◆ **Do this**: Repeat exactly the lines of the listing from the line containing "mark: the wooden barn wall, one" through its last line, and nothing beyond them.

Entries taken from a collection

........

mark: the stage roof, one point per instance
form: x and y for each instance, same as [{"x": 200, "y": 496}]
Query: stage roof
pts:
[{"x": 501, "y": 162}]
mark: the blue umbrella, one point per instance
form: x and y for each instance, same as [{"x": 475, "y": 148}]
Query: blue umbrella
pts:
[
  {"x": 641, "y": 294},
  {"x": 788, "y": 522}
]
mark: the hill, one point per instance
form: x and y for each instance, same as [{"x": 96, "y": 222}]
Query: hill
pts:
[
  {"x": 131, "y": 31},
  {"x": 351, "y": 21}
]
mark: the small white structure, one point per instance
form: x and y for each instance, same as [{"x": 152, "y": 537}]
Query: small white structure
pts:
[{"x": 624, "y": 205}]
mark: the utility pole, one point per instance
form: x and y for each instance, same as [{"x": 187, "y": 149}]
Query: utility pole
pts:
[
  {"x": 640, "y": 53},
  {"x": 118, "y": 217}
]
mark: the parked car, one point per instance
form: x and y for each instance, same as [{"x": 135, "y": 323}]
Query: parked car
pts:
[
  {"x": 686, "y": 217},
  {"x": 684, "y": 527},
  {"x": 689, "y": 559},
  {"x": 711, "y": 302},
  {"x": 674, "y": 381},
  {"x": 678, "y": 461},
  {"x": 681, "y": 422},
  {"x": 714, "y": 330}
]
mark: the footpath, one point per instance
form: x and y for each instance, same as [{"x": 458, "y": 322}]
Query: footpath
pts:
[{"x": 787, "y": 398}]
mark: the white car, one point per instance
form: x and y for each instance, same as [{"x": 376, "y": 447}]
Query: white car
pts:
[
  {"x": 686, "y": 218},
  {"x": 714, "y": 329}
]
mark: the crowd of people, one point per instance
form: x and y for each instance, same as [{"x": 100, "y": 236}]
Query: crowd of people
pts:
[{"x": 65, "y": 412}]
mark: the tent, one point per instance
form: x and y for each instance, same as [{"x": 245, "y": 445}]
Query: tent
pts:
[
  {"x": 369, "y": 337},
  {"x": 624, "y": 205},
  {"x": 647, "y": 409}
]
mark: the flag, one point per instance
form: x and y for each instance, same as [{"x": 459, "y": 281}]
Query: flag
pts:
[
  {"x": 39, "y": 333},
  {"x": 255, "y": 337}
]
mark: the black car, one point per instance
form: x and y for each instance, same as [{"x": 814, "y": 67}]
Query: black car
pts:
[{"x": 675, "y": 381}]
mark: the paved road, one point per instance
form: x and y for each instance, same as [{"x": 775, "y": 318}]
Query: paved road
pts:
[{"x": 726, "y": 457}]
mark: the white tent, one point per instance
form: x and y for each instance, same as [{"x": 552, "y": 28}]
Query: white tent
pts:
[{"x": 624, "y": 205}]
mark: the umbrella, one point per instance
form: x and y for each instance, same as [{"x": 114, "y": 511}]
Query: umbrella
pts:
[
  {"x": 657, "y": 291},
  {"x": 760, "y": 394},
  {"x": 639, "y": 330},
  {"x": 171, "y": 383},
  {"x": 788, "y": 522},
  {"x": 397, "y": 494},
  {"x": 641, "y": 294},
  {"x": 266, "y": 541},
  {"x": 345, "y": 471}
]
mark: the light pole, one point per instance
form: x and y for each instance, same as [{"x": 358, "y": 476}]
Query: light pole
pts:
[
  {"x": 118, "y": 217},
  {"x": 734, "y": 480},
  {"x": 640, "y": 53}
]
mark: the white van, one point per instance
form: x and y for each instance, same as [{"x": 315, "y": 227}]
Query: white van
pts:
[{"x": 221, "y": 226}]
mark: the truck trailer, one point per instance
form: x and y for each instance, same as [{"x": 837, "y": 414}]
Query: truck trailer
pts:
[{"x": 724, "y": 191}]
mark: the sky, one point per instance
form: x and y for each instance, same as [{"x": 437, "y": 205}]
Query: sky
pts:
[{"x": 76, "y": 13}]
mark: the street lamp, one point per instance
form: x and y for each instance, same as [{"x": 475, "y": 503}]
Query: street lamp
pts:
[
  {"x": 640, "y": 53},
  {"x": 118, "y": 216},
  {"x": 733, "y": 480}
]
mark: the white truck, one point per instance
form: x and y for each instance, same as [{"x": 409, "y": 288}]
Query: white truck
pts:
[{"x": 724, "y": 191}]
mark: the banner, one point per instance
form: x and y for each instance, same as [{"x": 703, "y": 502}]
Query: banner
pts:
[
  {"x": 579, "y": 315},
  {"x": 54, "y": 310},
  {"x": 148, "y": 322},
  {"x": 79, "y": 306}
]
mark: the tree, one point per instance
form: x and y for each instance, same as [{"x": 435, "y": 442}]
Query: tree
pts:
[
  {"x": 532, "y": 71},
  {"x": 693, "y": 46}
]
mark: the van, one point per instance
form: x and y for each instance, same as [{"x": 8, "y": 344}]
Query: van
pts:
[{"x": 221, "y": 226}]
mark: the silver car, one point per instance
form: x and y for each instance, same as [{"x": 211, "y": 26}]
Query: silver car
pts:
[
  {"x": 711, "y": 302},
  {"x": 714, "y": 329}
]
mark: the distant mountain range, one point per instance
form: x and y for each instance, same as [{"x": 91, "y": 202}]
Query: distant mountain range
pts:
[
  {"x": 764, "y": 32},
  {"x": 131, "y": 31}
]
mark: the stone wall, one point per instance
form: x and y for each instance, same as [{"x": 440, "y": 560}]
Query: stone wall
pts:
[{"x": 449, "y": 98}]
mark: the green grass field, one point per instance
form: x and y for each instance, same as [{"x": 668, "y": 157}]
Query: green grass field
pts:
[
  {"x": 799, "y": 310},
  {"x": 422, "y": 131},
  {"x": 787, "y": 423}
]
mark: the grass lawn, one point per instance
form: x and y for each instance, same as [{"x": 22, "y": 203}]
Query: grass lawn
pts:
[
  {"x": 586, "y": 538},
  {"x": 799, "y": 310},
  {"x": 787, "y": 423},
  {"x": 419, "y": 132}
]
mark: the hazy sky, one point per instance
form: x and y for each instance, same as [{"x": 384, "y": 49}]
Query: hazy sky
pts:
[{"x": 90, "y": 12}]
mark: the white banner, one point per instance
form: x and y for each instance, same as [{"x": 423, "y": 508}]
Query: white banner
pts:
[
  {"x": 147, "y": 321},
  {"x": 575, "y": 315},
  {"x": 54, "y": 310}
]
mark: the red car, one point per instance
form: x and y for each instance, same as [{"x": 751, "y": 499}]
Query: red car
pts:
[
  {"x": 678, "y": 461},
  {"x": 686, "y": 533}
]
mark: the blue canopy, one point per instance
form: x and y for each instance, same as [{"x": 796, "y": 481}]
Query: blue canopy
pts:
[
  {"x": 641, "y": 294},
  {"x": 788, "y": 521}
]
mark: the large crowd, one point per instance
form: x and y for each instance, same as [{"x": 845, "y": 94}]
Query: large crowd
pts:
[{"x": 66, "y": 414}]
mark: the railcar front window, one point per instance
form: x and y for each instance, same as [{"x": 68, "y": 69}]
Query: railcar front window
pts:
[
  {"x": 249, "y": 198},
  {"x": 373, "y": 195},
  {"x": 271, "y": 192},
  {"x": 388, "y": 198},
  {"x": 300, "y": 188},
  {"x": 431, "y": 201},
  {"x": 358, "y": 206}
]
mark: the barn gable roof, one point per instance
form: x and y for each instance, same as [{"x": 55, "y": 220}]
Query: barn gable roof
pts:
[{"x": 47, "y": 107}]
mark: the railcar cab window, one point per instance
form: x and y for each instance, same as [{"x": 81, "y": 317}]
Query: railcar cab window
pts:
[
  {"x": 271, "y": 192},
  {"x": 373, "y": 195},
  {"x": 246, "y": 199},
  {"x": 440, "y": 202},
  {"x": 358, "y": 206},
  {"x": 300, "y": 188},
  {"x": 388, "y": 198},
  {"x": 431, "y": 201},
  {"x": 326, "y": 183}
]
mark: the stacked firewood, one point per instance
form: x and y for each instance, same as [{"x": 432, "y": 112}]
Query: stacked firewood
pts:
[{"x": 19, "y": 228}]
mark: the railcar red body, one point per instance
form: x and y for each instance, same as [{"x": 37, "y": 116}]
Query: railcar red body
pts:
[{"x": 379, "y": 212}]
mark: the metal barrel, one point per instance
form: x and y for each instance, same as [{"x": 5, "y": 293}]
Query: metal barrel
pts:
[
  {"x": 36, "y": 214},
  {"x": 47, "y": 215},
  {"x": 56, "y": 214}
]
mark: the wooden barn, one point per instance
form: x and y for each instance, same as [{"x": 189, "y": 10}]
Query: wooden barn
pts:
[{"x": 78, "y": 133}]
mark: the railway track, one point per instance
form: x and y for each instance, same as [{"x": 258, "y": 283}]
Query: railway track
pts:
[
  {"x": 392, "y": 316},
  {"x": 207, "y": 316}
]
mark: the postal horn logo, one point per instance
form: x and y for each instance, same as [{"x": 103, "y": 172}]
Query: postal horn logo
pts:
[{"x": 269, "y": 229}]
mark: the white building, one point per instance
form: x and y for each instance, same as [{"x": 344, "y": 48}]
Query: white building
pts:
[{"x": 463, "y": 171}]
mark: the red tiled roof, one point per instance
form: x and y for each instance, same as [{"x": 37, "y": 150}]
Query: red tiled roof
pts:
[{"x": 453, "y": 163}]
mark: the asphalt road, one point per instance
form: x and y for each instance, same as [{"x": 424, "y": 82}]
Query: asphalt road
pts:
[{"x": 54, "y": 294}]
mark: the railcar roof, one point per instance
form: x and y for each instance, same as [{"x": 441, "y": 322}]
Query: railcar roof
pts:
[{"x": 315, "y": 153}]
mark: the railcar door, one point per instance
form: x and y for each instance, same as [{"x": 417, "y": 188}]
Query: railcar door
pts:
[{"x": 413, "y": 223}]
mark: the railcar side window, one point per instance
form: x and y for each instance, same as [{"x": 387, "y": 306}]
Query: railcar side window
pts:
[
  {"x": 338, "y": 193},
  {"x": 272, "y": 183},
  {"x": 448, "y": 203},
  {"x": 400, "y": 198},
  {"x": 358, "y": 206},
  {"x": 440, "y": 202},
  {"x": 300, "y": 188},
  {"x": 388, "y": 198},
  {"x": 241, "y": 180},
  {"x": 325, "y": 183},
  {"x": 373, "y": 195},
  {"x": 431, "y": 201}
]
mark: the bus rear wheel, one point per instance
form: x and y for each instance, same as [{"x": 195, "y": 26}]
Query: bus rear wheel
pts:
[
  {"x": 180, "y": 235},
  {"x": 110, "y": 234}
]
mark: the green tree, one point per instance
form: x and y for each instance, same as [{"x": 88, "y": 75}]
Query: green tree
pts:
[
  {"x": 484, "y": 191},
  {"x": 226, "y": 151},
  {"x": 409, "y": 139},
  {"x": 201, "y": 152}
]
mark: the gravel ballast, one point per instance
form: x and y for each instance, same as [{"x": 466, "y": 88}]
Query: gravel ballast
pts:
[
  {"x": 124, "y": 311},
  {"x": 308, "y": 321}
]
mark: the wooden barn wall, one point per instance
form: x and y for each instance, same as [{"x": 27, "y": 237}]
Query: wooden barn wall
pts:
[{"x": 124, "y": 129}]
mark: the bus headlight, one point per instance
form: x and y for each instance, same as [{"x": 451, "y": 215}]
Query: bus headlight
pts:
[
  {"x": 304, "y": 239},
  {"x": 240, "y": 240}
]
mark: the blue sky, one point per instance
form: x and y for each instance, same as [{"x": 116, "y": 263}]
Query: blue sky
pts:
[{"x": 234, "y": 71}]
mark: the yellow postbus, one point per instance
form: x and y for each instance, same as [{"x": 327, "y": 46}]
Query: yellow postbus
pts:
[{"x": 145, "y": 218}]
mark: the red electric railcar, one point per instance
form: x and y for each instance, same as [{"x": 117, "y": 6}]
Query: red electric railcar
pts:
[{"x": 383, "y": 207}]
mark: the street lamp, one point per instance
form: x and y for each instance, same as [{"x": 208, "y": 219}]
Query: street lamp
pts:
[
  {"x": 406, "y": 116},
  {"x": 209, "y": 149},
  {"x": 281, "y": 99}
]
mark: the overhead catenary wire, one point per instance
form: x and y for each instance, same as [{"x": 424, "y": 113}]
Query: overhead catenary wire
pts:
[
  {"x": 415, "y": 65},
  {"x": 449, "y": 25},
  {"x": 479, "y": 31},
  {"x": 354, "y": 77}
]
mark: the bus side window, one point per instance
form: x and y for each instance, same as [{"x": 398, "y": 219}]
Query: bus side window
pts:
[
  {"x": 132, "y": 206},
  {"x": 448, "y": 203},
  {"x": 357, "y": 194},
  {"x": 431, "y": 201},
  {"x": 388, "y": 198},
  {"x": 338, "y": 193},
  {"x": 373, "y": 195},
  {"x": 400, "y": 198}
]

........

◆ **Output for this task**:
mark: the wooden barn wall, one point per instance
form: x and y for each instance, same as [{"x": 27, "y": 237}]
Query: wooden barn wall
pts:
[{"x": 124, "y": 129}]
mark: the bus headlight, one point per instance
form: x and y for each instance, same as [{"x": 451, "y": 215}]
Query: bus headlight
pts:
[
  {"x": 304, "y": 239},
  {"x": 240, "y": 240}
]
mark: the blue sky, one point per instance
form: x and y for each instance, same as [{"x": 116, "y": 263}]
Query: blue sky
pts:
[{"x": 234, "y": 71}]
mark: the yellow postbus, one point per instance
form: x and y for each instance, same as [{"x": 327, "y": 46}]
Query: yellow postbus
pts:
[{"x": 145, "y": 218}]
mark: the red electric railcar, one point per instance
form: x and y for each instance, same as [{"x": 117, "y": 6}]
Query: red electric railcar
pts:
[{"x": 383, "y": 207}]
mark: the street lamp, one point per instance
form: x and y for each instance, same as [{"x": 208, "y": 219}]
Query: street lamp
pts:
[
  {"x": 406, "y": 116},
  {"x": 209, "y": 149},
  {"x": 281, "y": 99}
]
mark: the overhead catenary wire, one point per instance
form: x and y for each instance, same as [{"x": 424, "y": 113}]
Query: overhead catenary wire
pts:
[
  {"x": 415, "y": 65},
  {"x": 449, "y": 25},
  {"x": 479, "y": 31},
  {"x": 354, "y": 77}
]
mark: the bus side window, one point per instance
form: x and y for each instance, same as [{"x": 398, "y": 219}]
Query: bus side window
pts:
[
  {"x": 132, "y": 206},
  {"x": 448, "y": 203},
  {"x": 357, "y": 194},
  {"x": 431, "y": 201},
  {"x": 388, "y": 198},
  {"x": 338, "y": 193},
  {"x": 373, "y": 195},
  {"x": 400, "y": 198}
]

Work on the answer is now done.